TASK. Pull out each line of the records below that contains the word "wall", and copy those lines unchanged.

Data records:
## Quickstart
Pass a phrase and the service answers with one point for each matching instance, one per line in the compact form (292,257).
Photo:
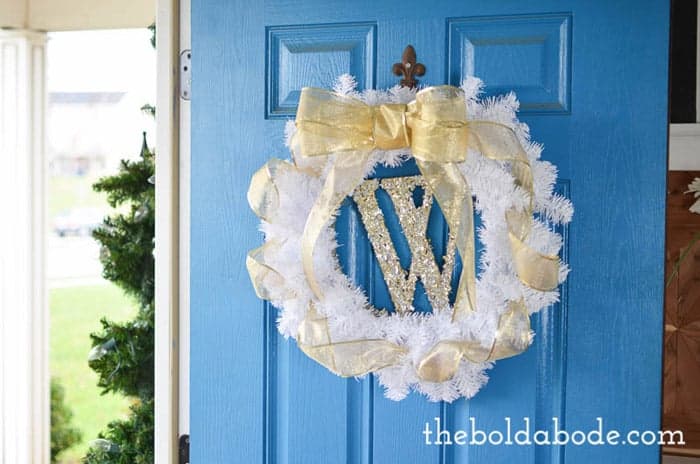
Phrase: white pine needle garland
(346,305)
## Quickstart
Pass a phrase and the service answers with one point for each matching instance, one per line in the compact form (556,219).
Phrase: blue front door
(591,77)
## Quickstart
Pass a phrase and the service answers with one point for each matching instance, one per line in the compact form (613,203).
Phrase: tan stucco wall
(66,15)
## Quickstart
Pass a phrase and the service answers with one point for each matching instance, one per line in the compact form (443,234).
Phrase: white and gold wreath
(473,155)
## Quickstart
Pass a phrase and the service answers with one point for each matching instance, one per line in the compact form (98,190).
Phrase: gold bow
(436,129)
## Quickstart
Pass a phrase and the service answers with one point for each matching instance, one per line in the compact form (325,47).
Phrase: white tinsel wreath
(346,307)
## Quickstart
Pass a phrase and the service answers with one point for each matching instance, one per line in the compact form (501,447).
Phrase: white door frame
(172,233)
(167,234)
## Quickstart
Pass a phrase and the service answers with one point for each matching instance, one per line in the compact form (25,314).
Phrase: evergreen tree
(122,353)
(63,433)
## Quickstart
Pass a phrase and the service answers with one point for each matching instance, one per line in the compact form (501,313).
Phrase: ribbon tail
(346,172)
(513,336)
(452,193)
(263,198)
(353,358)
(498,142)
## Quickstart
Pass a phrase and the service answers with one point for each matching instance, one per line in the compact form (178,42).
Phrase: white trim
(24,317)
(167,234)
(184,368)
(684,147)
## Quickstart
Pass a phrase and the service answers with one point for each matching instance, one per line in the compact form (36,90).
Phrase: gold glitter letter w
(414,222)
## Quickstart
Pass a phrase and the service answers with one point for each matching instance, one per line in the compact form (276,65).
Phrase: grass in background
(75,312)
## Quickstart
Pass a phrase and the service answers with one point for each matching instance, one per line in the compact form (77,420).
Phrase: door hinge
(186,74)
(183,449)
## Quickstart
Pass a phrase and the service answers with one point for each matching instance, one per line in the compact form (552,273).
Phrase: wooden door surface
(591,77)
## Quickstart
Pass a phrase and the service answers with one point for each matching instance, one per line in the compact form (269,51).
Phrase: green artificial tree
(63,434)
(122,353)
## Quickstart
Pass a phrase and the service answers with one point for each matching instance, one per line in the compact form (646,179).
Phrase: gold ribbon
(349,358)
(436,129)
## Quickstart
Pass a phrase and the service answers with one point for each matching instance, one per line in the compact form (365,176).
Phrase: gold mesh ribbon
(436,129)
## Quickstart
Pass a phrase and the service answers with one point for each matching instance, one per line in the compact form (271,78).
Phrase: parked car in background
(77,222)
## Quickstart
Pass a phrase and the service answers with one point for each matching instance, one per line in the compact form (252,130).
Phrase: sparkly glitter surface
(414,224)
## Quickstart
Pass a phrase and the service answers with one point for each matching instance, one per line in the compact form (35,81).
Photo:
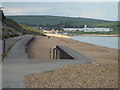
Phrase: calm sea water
(110,42)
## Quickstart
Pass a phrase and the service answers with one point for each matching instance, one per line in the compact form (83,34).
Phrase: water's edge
(109,42)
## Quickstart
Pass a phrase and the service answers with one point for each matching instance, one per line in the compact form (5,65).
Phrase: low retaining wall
(19,50)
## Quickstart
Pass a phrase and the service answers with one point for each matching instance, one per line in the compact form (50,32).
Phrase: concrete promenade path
(16,65)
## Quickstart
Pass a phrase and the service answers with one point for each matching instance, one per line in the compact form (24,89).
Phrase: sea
(104,41)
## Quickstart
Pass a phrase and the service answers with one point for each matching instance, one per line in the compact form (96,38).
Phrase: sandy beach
(101,74)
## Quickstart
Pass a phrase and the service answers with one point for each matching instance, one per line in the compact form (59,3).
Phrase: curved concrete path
(16,65)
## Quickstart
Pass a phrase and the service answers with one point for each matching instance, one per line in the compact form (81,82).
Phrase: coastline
(114,35)
(103,73)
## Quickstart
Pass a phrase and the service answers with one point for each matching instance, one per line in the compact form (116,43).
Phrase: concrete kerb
(17,64)
(19,48)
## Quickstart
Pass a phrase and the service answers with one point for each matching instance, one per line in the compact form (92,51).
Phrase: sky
(97,10)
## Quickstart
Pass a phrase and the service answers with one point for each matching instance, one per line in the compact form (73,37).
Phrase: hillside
(11,29)
(56,22)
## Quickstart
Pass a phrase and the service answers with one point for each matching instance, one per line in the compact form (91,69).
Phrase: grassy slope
(11,29)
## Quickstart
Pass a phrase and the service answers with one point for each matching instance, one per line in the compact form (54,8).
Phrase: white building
(85,29)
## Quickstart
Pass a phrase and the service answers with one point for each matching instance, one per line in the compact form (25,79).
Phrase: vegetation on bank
(11,29)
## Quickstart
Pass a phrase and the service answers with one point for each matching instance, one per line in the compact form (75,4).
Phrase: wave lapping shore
(103,73)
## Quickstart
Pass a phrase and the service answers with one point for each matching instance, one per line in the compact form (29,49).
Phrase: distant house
(85,29)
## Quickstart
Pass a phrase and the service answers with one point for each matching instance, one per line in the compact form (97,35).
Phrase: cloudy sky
(98,10)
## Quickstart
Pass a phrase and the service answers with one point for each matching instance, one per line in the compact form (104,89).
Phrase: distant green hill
(56,22)
(11,29)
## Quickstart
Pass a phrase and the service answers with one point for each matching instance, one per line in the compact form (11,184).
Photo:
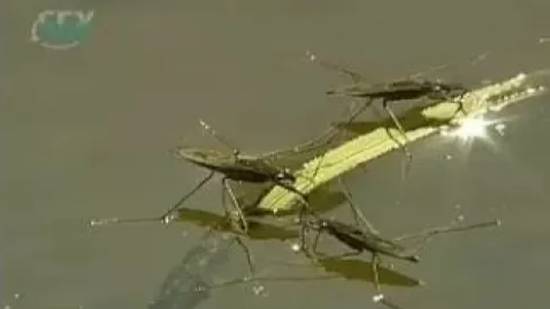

OUTPUT FOR THIS TASK.
Phrase: tan stucco wall
Phrase: low retaining wall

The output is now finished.